[Dataset entries]
▼

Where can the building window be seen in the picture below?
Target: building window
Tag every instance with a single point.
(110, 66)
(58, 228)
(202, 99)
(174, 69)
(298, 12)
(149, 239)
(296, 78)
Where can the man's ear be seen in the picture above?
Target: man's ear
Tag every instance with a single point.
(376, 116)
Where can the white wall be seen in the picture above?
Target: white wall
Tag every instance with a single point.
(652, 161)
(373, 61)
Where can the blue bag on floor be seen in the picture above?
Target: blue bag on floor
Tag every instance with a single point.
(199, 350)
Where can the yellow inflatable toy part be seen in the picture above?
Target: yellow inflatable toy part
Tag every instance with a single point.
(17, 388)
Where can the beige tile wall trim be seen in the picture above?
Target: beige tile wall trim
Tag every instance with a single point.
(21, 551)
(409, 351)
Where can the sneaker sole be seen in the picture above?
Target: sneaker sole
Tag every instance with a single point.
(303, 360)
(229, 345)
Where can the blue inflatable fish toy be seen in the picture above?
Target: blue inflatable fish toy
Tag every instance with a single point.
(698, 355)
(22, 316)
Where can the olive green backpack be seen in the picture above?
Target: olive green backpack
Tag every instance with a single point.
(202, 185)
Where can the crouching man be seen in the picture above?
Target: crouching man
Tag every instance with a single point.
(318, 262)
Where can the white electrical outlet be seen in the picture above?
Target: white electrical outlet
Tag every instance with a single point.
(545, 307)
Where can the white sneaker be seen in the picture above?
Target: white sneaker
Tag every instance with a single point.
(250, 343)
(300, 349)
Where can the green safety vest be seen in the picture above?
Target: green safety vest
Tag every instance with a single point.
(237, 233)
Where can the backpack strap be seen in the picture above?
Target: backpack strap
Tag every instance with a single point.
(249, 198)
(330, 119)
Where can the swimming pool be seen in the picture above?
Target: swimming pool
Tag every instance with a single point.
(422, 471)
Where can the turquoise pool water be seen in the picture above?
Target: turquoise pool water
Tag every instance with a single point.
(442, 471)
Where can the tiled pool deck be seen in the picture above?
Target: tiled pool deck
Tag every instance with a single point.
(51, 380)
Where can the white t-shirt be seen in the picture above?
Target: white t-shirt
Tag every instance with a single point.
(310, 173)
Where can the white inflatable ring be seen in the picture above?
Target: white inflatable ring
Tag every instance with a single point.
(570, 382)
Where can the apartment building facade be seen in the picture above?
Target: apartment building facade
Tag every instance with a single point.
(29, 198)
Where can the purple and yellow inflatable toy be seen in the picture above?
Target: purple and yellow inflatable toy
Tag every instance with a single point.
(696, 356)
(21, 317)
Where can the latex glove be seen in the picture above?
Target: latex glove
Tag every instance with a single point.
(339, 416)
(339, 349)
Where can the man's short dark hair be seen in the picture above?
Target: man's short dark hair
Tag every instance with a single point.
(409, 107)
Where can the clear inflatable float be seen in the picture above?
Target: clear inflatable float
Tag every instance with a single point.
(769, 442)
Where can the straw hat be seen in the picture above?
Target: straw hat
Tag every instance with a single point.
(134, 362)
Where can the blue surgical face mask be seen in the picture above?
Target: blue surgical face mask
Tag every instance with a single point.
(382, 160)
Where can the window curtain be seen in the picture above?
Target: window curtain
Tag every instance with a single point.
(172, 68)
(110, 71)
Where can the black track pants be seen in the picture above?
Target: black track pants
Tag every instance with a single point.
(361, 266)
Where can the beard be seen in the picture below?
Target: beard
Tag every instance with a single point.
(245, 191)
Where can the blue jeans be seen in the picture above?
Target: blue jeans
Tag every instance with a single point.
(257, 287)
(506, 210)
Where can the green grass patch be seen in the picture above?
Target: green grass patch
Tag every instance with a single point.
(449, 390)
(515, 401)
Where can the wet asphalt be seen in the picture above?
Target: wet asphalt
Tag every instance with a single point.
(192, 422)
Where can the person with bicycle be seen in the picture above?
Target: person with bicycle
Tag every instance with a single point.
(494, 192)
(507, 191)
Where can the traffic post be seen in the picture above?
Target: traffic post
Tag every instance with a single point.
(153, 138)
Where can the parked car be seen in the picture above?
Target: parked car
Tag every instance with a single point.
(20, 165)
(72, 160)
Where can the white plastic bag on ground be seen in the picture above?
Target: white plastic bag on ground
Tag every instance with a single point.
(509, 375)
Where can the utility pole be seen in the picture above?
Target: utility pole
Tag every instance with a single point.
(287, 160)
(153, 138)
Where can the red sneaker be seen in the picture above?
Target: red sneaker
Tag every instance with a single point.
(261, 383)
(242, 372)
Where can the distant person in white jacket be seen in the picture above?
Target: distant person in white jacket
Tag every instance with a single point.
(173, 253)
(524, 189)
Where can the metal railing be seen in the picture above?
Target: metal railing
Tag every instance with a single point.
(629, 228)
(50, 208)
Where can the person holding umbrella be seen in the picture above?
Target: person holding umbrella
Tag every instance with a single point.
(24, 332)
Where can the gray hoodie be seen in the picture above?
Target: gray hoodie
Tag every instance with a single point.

▲

All the data must be duplicated exactly, with nothing added or removed.

Where can the building window be seen in the picture below?
Target: building window
Tag every instance with a single point.
(110, 66)
(58, 228)
(202, 99)
(174, 69)
(298, 12)
(149, 239)
(296, 78)
Where can the man's ear be seen in the picture above?
Target: man's ear
Tag every instance with a single point.
(376, 116)
Where can the white wall be seen in the picture above?
Target: white wall
Tag every instance with a single point.
(652, 161)
(373, 61)
Where can the blue bag on floor be seen in the picture above?
Target: blue bag on floor
Tag every instance with a single point.
(199, 350)
Where can the yellow inflatable toy part be seen in the picture above?
Target: yellow inflatable toy part
Tag every instance with a single point.
(17, 388)
Where can the beige tile wall trim be seen in the picture above?
Target: beige tile wall trim
Tag every instance with a single point.
(21, 551)
(409, 351)
Where can the sneaker sole be seen in the picture above?
Target: sneaker sole
Tag every instance with a single point.
(303, 360)
(229, 345)
Where can the blue inflatable fish toy be seen in the picture above?
Target: blue inflatable fish toy
Tag every instance with a single point.
(698, 355)
(22, 316)
Where can the olive green backpack be seen in the picture above?
Target: olive green backpack
Tag every instance with a single point.
(202, 185)
Where can the crouching man be seen in the picture above?
Target: crouching man
Tag every instance with a single point.
(318, 262)
Where can the white electrical outlet be seen in the picture above?
Target: white electrical outlet
Tag every instance with a single point.
(545, 307)
Where can the white sneaker be seen in the picture above?
Target: white sneaker
Tag every instance with a single point.
(250, 343)
(300, 349)
Where can the green safety vest be seen in the picture above?
Target: green safety vest
Tag every instance with a single point.
(237, 233)
Where can the backpack strap be seen in the picture above?
Target: backpack strap
Tag every instance with a single point.
(249, 198)
(330, 119)
Where can the swimming pool be seen in the picture above?
Target: swimming pool
Tag every instance with a single point.
(422, 471)
Where can the turquoise pool water be seen in the picture above?
Target: turquoise pool water
Tag every instance with a single point.
(442, 471)
Where can the tiled pool deck be seen in the picture above?
Target: tiled pool deck
Tag every instance with a single point.
(51, 380)
Where can the white t-shirt be seen in the picture above?
Target: white t-shirt
Tag every instance with a single point.
(310, 173)
Where can the white inflatable ring be seen in the picture above?
Target: white inflatable ring
Tag every instance with a single point.
(570, 382)
Where can the apartment building facade be seen in the picture above?
Target: apartment building facade
Tag every instance with a single point.
(29, 198)
Where can the purple and yellow inflatable toy be seen in the picture above?
Target: purple and yellow inflatable toy
Tag every instance with a single point.
(696, 356)
(21, 317)
Where can the latex glove be seen in the picture above?
Target: latex glove
Tag every instance with a single point.
(339, 416)
(339, 349)
Where can the man's short dark hair be seen in the picture above?
Target: man's short dark hair
Tag every instance with a single point.
(409, 107)
Where can the clear inflatable float be seen in the picture above?
Target: clear inflatable float
Tag every instance with a single point.
(769, 442)
Where can the straw hat be seen in the picture above?
Target: straw hat
Tag every instance with a single point.
(134, 362)
Where can the blue surgical face mask be seen in the picture above?
Target: blue surgical face mask
Tag every instance with a single point.
(382, 160)
Where can the window curtain be seen in the picture above?
Target: window curtain
Tag every instance with a single point.
(172, 68)
(110, 71)
Where can the black track pants be seen in the picture above?
Target: black track pants
Tag every instance with a single point.
(361, 266)
Where can the beard be seen in the picture below?
Target: beard
Tag every instance with a single point.
(245, 191)
Where can the blue jeans be seen in the picture above?
Target: blue jeans
Tag every instance with a single point.
(257, 287)
(506, 210)
Where can the green grass patch be seen in the picture above?
Target: green grass patch
Tag every instance with a single point.
(449, 390)
(515, 401)
Where can the wet asphalt be seen in the picture above?
Target: wet asphalt
Tag every instance with a single point.
(192, 422)
Where can the person with bicycle be seen in the picture above?
Target: person with bicycle
Tag every instance with a single point.
(494, 192)
(507, 191)
Where can the traffic post be seen in the picture above?
Target: traffic post
Tag every instance with a single point.
(153, 138)
Where can the parked car be seen in the picture above?
Target: parked car
Tag every instance with a single point.
(20, 165)
(72, 160)
Where can the white plastic bag on ground be seen in the picture above?
Target: white plastic bag on ground
Tag every instance with a single point.
(509, 375)
Where can the utility pole be seen in the picture above?
Target: utility pole
Tag every instance with a single point.
(287, 160)
(153, 138)
Where can the red sneaker be seen in the picture above?
Target: red sneaker
Tag every instance with a single point.
(261, 383)
(242, 372)
Where can the distant person in white jacket be seen in the picture above?
Target: distant person in white jacket
Tag every instance with a single point.
(173, 253)
(524, 189)
Where can the metal railing be seen in the picture above?
Target: metal railing
Tag every instance with a single point.
(629, 228)
(50, 208)
Where can the person holding umbrella be seen in the picture above?
Target: person holding umbrella
Tag every instance with a single point.
(24, 332)
Where can the gray hoodie be seen in the picture above?
Target: gray hoodie
Tag every instance with a single point.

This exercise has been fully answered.